### What is needed:
In the rows below, switch "coordinate pair" to "location" wherever it appears and leave everything else as it is.

**** Given information

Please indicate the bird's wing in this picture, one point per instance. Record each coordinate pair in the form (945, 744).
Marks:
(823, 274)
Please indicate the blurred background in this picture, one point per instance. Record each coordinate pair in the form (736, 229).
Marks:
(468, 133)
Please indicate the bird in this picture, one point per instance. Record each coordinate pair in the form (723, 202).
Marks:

********

### Full solution:
Please indicate the bird's wing in this picture, one point per instance. Record each location in the form (945, 744).
Marks:
(823, 274)
Please indicate the blurred background in this picture, one point per instance. Record each location in the form (736, 229).
Marks:
(468, 133)
Please indicate the bird in this picture, one point per instance. Record each location in the form (723, 202).
Marks:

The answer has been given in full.